● **GOAL**
Starting at the line that contains "Practice. Work through the photo above" and continuing through the last line of the data, recast those lines alone as a numbered list with no blank lines, counting both the first and the last line.

● **DATA FOR THE TASK**
★ ★ ★ ★

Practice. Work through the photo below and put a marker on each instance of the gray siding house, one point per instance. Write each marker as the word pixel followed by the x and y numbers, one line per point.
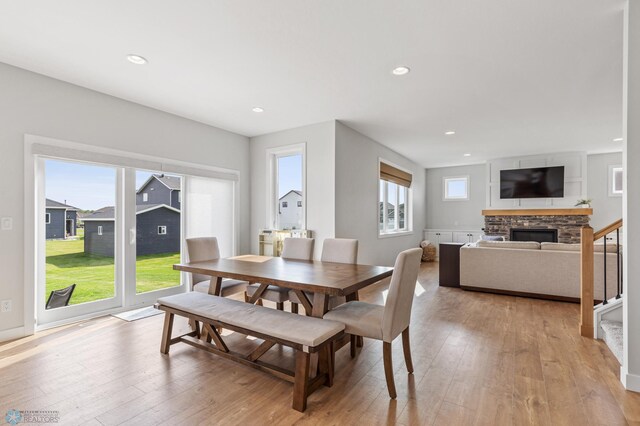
pixel 160 189
pixel 61 220
pixel 157 230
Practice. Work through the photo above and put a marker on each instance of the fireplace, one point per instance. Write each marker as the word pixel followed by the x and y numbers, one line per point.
pixel 529 234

★ ★ ★ ★

● **TASK ANSWER**
1. Practice. Work through the photo above and put a marker on each instance of the fireplace, one point per instance. Write each marker as the word pixel followed by the x and y numbers, one line per point.
2. pixel 529 234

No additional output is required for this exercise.